WHAT THE TASK REQUIRES » Please give the data again in full, exactly as it reads.
==============================
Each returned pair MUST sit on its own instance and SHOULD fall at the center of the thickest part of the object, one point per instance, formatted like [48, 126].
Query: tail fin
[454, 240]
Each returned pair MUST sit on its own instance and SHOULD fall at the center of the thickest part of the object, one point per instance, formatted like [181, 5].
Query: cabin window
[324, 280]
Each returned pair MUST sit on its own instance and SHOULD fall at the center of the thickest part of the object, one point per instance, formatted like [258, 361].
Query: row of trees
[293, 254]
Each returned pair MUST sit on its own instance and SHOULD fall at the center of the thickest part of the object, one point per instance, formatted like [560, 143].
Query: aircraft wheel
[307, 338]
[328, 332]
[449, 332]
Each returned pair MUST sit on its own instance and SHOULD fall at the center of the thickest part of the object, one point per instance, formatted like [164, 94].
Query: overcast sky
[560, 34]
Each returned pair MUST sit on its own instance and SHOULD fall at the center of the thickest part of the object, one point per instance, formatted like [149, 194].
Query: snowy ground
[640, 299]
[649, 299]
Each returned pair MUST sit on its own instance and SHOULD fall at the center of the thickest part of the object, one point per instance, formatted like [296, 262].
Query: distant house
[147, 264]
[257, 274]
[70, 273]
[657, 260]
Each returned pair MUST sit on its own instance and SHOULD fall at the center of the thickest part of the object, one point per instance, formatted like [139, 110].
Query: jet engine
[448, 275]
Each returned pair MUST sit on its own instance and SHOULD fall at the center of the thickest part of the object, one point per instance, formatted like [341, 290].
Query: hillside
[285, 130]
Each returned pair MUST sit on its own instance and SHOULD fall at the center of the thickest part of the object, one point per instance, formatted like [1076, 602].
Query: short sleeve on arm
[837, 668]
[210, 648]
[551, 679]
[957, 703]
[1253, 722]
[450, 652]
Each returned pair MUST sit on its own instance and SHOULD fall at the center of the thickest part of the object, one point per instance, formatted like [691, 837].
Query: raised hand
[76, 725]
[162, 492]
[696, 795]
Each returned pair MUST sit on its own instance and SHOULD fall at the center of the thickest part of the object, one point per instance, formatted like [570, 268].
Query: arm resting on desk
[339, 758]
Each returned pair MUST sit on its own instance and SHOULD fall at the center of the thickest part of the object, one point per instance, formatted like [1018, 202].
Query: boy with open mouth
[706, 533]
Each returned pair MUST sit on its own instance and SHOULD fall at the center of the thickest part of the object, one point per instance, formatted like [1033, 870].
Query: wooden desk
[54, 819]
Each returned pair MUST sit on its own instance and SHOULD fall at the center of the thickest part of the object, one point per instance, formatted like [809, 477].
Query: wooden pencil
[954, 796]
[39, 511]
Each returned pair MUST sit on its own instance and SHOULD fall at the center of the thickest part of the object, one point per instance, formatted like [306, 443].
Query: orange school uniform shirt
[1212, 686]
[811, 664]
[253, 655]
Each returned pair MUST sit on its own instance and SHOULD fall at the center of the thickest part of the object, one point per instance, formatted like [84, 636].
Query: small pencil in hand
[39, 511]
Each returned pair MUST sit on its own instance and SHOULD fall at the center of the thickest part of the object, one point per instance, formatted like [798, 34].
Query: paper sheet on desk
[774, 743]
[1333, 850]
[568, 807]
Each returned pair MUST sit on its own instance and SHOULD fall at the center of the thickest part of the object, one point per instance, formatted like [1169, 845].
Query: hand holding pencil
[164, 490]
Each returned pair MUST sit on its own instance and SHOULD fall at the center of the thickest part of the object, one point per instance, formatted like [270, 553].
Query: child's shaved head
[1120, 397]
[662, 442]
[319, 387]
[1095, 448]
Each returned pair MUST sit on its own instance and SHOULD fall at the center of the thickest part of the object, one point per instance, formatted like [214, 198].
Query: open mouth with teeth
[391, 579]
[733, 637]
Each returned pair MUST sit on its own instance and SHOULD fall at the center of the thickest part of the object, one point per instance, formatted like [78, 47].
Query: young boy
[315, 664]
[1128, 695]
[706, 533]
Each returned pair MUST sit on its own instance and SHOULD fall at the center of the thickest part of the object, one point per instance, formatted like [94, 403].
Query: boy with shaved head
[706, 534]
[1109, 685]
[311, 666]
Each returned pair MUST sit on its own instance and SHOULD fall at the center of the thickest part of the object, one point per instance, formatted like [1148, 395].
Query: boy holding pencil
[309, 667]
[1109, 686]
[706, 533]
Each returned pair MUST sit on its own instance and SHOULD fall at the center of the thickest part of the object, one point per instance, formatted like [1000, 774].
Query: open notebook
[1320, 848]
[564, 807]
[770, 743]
==============================
EXERCISE SOLUTION »
Each returned pair MUST sit on its own instance and SHOULD fall at the center of the thickest part of the object, one point per instance, formatted like [48, 126].
Query: tail fin
[454, 240]
Each returned pair MUST sit on its own instance and SHOULD fall at the center of the thickest part of the object, one point per instance, formatted like [181, 5].
Query: cabin window
[324, 280]
Each returned pair MUST sit on its own instance and SHOULD fall at the center of the thickest part of the object, one point per instance, formatted like [258, 361].
Query: row of trees
[293, 254]
Each returned pair MUST sit on its own instance and SHOULD fall at the center of the thickest part of the object, one point per instance, formatted like [560, 143].
Query: aircraft wheel
[307, 338]
[328, 332]
[449, 332]
Each returned pair MUST sit on its own instance and SHOULD fall at the center of the thickest part of the object, one point per instance, formatted like [164, 94].
Query: overcast sky
[560, 34]
Each returned pair MUST sit on its own instance and SHOULD fall at the center of the thickest part of the object, one point per instance, formatted like [149, 194].
Query: snowy ground
[640, 299]
[649, 299]
Each returned pair MUST sit on its own instance and SHOULD fall at the center of the thickest part of the object, one point per instance, formatted like [296, 262].
Query: distant house
[147, 264]
[257, 274]
[70, 273]
[657, 260]
Each returned pair MUST sit on its own instance and SHOULD fall at the center of the thickest part of the object, one point per instance, formatted like [139, 110].
Query: jet engine
[448, 275]
Each returned pair MUST sit on its own instance and SHOULD fall at the center of the thickest part of the object, one point per instance, formatted like [341, 290].
Query: hillside
[285, 130]
Each returned pair MUST sit on its own instance and SHOULD fall at the center of the thickest part of the object, one point per instance, formatted like [1076, 602].
Query: short sleeve on arm
[837, 668]
[210, 648]
[551, 679]
[957, 703]
[1253, 722]
[450, 652]
Each returned pair MUST sit on its own instance and SHOULD fall at the center of the thickest part of the object, one point per instance, formatted like [691, 837].
Query: raised hand
[76, 725]
[162, 492]
[696, 795]
Each returned pair MUST sit on its own instance and SHOULD fall at the center of the thickest part of the object, one point per instance, formatted like [570, 268].
Query: arm resting on desk
[339, 758]
Each returned pair MUST sit on its own instance and SHOULD fall at the center of the thickest part of the object, one point per instance, formatted like [1018, 202].
Query: boy with open mouth
[706, 533]
Each returned pair MUST sit on its own instance and SHOULD fall at the center of the thickest part of the object, one point per instance, formatted like [1033, 870].
Query: wooden desk
[54, 819]
Each returned pair MUST sit on its own instance and SHOULD fall at the center of the thickest part of the object, one point per instance, formatted like [809, 477].
Query: wooden pencil
[954, 796]
[39, 511]
Each returned pair MUST sit on its own instance and SHOULD fall at the center of the thickest part of the object, one point per instance, formatted like [306, 443].
Query: orange school uniform shirt
[1212, 686]
[811, 664]
[253, 655]
Each returned pair MUST sit on its own instance and SHOULD fall at the center of the thickest part of the object, one point per instance, formatted like [84, 636].
Query: small pencil in hand
[39, 511]
Each returned pair MUST sit on its own instance and SHOULD fall at the center of the thickest part of the object, one point per instance, formatted like [798, 34].
Query: paper sheet on desk
[774, 743]
[1333, 850]
[568, 807]
Each returned pair MUST sit on its own instance and SHOULD fall at the center of the thickest part of the object, one point per instance, formatted like [1169, 845].
Query: hand holding pencil
[164, 490]
Each returned pair MUST sit on its own instance and SHOULD fall at the center of the thickest part of the object, one point per instance, formatted like [270, 553].
Query: child's shaved head
[1120, 397]
[662, 442]
[319, 387]
[1095, 448]
Each returned pair MUST sit on its own instance and SHOULD fall at the center of the thickest part of the object, one point per instance, formatted like [214, 198].
Query: open mouth with teeth
[391, 579]
[733, 637]
Each returned pair MUST sit on its own instance and SHOULD fall at the center of the thickest part of the object, one point per instance, formatted like [78, 47].
Query: young boy
[315, 664]
[1128, 695]
[706, 533]
Each returned pair MUST sit on its own instance and SHOULD fall at the center of the thickest part of the object, one point per instance, formatted like [94, 403].
Query: boy with shaved head
[706, 534]
[1109, 685]
[311, 666]
Each returned pair MUST sit on its own instance and SHOULD fall at the center of the thickest part of the object, one point per instance, formatted like [1148, 395].
Query: boy holding pencil
[309, 667]
[1109, 686]
[706, 533]
Each returned pair MUST sit on its own instance and SHOULD fall at the center of the thickest part of the object, one point per instance, formatted like [1000, 774].
Query: open notebook
[1320, 848]
[564, 807]
[770, 743]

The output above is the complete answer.